How many of the lines below contain the string "short", with case taken into account? Reply with the number only.

Start of Task input

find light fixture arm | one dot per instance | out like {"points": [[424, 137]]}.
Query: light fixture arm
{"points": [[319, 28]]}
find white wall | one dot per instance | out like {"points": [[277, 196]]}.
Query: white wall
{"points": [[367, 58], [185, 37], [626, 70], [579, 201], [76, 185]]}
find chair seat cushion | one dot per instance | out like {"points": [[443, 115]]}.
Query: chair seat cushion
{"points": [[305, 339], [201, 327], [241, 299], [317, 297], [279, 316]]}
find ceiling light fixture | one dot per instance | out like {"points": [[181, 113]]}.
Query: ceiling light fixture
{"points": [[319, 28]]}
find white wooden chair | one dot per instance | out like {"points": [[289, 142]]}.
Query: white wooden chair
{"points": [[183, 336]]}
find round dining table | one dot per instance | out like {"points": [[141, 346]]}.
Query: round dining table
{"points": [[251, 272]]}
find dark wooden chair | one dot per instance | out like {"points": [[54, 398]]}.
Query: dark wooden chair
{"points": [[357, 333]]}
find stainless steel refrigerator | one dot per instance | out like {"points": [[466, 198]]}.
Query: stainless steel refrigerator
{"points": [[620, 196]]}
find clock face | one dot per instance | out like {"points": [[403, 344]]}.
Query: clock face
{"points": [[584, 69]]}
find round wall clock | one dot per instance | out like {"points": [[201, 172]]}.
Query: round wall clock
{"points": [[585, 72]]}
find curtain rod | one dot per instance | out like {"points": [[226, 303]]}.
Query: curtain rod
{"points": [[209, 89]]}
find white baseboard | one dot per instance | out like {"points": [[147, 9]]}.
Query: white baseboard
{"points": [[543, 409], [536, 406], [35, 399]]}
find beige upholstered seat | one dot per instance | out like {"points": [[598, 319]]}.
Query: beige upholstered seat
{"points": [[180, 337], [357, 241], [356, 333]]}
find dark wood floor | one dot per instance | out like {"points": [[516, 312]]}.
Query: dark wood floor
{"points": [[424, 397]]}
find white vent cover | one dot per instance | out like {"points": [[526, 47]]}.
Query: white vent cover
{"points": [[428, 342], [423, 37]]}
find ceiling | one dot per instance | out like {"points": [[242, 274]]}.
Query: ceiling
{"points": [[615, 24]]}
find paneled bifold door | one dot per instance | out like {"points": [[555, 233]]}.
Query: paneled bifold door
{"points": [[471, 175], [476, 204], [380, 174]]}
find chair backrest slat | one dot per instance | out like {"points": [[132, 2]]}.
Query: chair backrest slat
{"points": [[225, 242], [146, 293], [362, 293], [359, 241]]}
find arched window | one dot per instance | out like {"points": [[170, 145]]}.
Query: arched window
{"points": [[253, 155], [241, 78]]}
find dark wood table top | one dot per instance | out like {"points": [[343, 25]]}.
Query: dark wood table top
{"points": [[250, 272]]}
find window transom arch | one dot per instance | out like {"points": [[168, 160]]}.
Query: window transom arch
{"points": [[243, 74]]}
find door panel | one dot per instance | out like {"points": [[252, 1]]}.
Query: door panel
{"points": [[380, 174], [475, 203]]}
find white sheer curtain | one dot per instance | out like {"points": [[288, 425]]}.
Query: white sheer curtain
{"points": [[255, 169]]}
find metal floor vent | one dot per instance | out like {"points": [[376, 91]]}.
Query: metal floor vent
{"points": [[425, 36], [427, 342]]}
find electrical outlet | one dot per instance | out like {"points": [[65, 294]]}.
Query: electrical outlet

End of Task input
Start of Task input

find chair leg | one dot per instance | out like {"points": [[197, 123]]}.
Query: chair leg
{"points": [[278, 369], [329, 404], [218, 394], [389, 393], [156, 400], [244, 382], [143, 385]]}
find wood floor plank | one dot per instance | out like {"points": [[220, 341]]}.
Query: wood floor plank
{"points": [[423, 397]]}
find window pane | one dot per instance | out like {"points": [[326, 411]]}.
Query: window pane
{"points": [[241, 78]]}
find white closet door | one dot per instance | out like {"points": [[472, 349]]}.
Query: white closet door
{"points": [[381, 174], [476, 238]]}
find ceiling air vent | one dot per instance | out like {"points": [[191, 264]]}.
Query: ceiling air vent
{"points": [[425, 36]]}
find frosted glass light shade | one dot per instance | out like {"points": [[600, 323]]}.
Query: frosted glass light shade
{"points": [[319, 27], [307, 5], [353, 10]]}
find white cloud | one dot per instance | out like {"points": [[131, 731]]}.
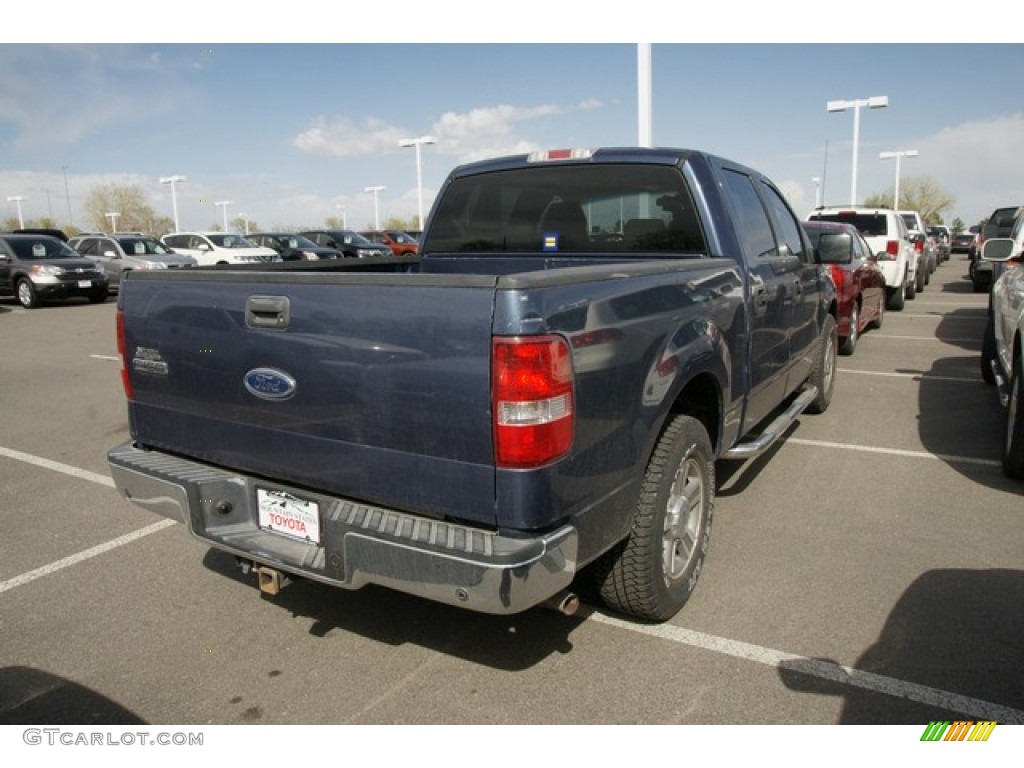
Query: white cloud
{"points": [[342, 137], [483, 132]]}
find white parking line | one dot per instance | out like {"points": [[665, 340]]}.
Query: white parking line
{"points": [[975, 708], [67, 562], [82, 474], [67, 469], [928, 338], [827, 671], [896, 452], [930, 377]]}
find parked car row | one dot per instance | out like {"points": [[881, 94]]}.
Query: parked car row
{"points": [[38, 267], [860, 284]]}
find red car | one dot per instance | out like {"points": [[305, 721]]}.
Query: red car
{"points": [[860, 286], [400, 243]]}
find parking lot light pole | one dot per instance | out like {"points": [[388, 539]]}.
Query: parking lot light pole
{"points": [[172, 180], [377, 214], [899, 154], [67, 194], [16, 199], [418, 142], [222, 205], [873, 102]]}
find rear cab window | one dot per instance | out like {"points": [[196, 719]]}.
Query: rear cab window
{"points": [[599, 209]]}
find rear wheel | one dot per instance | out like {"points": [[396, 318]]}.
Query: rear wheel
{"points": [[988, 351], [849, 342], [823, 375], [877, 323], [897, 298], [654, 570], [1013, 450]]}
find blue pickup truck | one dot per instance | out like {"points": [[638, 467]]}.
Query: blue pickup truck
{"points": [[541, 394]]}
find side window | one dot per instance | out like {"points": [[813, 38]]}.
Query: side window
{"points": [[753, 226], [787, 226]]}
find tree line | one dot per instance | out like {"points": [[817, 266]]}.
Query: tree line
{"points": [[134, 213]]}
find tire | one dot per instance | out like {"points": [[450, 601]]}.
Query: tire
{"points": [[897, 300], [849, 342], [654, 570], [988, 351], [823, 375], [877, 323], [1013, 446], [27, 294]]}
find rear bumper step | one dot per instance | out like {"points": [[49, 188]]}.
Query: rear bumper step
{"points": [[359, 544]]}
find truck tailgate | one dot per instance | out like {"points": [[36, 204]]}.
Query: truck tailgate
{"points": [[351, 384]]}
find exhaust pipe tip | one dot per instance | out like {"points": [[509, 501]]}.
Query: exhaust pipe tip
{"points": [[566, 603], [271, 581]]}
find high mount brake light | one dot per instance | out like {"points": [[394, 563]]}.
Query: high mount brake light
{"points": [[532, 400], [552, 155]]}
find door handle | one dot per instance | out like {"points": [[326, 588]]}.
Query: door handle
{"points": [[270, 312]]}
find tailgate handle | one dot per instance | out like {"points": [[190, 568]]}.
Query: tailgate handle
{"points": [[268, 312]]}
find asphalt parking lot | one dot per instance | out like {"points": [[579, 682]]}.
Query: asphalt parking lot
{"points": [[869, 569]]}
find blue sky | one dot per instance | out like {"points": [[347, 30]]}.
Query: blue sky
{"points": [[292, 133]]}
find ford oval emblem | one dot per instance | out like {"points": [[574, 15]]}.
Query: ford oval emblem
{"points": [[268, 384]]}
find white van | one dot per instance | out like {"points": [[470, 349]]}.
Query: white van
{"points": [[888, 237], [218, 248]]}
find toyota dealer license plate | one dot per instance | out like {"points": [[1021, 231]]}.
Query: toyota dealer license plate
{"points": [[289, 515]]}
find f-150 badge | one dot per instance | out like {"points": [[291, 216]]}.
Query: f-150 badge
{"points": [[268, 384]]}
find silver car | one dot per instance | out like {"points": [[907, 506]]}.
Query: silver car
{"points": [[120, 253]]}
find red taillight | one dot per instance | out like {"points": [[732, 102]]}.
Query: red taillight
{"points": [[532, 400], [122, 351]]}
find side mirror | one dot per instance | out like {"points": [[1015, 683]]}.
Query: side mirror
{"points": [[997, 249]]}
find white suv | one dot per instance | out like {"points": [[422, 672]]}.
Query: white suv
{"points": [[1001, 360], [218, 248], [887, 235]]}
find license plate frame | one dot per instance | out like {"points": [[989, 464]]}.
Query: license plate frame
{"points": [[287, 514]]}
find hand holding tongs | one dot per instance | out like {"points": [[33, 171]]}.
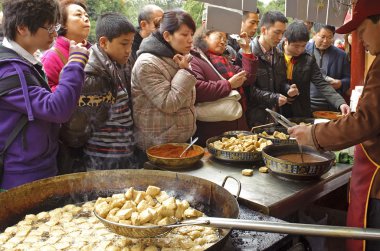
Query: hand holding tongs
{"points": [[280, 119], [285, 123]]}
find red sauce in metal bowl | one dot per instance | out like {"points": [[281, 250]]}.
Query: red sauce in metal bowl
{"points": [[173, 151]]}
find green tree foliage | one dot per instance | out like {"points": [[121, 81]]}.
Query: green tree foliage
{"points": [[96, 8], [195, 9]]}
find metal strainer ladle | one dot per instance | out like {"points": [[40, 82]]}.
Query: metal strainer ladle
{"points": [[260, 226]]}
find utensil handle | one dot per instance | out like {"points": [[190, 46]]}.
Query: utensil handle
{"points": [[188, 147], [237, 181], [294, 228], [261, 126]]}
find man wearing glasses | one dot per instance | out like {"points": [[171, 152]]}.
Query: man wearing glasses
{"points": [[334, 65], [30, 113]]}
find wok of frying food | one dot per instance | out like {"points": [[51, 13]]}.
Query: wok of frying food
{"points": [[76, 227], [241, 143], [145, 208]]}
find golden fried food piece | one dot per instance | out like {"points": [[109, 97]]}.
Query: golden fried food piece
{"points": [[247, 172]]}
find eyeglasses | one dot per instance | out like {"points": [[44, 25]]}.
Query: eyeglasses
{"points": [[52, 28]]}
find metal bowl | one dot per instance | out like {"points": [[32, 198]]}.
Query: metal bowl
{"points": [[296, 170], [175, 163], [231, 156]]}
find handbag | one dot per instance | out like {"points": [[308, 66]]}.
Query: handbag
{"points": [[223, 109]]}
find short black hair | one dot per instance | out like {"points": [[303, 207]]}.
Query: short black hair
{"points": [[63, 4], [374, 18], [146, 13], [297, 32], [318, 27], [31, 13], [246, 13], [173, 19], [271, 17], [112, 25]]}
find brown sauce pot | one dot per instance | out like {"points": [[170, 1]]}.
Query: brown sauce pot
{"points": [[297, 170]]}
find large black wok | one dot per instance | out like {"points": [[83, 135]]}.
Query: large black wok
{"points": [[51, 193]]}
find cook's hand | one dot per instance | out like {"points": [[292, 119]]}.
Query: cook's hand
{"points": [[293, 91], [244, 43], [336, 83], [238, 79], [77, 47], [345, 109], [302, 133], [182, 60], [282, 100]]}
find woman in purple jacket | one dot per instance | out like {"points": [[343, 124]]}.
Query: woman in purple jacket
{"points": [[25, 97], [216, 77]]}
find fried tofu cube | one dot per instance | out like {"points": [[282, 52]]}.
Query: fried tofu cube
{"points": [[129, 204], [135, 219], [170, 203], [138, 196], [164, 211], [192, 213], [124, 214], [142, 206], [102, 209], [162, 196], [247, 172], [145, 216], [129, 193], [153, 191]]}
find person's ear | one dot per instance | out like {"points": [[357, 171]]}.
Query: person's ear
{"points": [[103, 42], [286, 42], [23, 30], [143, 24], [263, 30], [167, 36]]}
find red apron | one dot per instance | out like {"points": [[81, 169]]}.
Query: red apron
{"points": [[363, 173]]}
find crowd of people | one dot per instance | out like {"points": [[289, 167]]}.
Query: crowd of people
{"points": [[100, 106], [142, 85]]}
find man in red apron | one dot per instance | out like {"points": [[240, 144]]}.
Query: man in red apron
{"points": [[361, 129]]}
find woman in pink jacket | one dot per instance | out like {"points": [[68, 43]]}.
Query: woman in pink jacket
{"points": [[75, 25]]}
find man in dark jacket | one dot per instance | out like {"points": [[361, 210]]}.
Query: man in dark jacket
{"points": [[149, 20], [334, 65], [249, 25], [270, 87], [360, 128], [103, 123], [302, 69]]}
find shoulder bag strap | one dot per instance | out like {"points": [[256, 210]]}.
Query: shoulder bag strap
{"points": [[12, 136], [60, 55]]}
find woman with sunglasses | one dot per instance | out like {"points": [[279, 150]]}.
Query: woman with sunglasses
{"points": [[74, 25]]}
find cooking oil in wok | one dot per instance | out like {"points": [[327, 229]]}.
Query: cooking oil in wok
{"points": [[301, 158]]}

End of Task input

__Task result__:
2